start

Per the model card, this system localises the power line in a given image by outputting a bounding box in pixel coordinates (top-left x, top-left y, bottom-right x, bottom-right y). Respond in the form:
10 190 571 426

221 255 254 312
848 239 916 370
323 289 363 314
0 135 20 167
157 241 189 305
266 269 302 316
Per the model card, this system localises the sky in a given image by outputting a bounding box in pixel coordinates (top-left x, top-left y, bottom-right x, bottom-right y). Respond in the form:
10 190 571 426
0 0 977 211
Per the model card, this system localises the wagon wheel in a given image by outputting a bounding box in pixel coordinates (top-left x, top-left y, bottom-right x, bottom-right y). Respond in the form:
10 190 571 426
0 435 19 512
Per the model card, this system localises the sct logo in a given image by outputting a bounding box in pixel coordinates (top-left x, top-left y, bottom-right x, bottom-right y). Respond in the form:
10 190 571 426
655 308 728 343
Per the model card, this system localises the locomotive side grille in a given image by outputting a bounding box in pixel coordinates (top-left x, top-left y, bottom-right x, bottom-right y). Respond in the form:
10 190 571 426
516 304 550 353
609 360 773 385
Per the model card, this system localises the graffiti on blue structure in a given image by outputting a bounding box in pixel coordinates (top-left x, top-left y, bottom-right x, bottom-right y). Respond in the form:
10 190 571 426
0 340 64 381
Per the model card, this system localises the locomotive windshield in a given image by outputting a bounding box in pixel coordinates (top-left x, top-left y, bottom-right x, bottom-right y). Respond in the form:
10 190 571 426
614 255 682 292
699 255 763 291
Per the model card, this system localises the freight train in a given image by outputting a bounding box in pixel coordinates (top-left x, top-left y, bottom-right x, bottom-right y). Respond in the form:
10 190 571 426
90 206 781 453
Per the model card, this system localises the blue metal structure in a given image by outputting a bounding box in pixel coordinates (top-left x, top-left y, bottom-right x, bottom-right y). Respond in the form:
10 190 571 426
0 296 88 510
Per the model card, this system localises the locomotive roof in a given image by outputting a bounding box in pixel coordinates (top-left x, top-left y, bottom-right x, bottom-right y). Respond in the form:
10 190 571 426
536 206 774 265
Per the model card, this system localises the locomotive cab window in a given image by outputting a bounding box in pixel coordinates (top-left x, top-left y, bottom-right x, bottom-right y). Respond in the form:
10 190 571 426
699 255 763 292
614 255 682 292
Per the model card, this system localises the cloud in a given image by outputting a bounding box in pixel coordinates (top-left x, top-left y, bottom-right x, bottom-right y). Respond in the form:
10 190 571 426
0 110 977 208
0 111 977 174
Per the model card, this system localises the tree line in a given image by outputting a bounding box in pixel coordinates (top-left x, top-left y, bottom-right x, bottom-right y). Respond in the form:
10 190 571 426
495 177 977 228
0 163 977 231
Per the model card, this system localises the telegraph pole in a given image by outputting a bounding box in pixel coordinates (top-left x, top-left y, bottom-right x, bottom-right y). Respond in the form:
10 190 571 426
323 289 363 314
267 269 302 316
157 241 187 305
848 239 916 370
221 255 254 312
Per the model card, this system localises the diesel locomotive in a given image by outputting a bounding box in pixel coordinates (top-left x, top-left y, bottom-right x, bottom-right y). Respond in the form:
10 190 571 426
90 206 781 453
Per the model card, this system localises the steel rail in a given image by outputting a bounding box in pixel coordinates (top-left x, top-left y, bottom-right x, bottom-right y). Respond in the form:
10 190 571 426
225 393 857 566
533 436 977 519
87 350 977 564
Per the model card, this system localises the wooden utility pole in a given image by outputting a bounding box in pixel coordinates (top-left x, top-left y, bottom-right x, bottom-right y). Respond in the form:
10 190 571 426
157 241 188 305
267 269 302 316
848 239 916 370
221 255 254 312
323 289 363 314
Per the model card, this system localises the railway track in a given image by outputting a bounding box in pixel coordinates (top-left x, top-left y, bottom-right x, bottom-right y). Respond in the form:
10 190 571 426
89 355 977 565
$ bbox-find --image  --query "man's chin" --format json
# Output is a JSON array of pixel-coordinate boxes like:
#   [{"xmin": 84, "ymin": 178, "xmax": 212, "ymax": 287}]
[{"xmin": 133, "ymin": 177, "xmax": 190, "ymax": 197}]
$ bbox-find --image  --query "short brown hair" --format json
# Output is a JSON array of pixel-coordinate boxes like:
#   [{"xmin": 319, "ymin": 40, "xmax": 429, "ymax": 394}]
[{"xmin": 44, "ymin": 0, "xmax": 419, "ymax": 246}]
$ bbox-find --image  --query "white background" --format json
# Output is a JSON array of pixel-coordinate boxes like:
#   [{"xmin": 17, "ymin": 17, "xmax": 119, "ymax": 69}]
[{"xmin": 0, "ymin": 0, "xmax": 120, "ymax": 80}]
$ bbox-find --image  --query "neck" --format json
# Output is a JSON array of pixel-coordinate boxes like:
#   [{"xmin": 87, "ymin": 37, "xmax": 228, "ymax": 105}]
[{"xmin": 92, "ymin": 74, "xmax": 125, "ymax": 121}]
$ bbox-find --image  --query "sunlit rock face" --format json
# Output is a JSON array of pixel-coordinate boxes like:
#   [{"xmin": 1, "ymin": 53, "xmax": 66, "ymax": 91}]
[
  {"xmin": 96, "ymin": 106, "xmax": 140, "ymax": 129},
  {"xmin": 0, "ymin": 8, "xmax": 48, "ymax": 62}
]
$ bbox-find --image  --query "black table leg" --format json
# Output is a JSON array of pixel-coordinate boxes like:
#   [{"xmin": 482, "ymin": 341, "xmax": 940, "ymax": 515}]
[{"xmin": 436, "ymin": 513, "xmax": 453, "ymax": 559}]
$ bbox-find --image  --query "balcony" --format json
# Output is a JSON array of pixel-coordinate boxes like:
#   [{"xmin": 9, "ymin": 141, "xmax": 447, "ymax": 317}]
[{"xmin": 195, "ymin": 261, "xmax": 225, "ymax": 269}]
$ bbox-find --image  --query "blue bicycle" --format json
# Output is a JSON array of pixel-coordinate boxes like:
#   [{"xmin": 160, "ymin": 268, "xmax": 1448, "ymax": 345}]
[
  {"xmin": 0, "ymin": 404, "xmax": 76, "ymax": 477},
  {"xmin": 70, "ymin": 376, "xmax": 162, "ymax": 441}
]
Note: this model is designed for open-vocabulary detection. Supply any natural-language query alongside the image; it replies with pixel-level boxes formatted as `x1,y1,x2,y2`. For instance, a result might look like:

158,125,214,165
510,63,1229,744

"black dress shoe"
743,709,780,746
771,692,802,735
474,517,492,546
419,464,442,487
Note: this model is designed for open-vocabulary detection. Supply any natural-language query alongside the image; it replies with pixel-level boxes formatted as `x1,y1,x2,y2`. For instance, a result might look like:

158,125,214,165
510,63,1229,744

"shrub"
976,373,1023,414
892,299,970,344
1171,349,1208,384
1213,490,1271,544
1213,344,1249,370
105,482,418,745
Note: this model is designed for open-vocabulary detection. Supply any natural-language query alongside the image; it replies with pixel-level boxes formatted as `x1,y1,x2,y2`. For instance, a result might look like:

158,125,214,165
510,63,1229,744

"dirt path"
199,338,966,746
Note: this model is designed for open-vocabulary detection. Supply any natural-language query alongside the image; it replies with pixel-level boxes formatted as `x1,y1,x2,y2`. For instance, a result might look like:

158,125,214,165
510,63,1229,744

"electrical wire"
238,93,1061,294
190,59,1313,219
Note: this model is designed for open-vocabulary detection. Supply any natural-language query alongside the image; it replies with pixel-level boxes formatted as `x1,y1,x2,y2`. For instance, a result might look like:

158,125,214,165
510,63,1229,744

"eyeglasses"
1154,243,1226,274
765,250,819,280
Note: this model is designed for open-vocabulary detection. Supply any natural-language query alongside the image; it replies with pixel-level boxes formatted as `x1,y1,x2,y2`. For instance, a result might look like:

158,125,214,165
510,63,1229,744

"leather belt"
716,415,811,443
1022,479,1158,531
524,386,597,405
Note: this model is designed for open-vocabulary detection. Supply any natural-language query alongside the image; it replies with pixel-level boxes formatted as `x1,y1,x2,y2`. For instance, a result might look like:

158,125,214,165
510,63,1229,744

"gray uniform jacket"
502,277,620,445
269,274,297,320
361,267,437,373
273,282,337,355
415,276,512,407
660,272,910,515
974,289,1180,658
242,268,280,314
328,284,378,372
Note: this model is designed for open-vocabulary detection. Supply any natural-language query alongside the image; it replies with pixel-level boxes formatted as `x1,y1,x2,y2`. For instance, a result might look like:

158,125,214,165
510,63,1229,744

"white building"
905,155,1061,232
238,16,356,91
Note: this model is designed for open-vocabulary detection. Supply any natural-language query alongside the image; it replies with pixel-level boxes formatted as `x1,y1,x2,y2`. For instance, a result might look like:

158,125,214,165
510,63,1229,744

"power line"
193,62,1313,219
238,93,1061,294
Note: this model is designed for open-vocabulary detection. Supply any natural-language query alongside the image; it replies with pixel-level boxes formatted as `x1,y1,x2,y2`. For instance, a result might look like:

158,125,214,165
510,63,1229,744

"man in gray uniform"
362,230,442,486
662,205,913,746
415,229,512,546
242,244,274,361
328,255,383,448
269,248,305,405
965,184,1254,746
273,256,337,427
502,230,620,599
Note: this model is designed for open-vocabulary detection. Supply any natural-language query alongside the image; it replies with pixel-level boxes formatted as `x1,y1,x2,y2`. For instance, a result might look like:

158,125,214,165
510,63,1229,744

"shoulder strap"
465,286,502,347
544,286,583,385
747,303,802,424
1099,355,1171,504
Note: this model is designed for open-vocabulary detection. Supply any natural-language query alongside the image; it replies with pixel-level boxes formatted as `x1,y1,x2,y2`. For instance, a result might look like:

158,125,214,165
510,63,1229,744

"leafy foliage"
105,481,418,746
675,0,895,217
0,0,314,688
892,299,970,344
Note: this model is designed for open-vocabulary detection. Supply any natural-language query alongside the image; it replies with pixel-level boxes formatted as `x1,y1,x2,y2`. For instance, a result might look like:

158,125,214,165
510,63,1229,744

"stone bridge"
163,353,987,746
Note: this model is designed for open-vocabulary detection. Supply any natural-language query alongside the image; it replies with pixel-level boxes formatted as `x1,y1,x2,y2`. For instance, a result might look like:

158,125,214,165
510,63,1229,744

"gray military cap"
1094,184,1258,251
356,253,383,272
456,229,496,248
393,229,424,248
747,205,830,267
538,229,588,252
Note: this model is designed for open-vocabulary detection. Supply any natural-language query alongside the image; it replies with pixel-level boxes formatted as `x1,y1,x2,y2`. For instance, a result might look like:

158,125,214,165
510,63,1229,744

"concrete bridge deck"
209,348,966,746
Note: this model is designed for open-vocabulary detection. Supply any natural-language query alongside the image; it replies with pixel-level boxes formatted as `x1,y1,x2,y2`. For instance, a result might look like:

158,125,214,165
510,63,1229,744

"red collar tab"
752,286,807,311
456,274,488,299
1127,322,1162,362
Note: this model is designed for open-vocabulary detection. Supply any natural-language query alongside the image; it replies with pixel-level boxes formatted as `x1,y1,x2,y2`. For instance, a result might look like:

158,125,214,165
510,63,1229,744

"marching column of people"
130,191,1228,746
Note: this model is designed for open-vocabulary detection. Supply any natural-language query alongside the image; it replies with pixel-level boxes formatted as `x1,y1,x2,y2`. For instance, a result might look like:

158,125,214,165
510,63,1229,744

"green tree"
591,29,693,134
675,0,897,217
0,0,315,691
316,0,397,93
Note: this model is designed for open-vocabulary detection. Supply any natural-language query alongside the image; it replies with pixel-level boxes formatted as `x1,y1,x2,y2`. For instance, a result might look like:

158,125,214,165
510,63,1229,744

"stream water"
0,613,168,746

end

# [Exercise]
Starting at the line that contains "Per the model card, this system localises the steel", reproduce each line verbatim and end with the line that contains "87 350 977 564", including both of those lines.

# [Completed task]
Per the model card, this system localises the steel rail in a given image by outputting a bounding box in pixel coordinates (top-left x, top-left y, bottom-right x, bottom-right y). Respond in the form:
10 190 571 426
225 393 857 566
533 436 977 519
87 350 977 564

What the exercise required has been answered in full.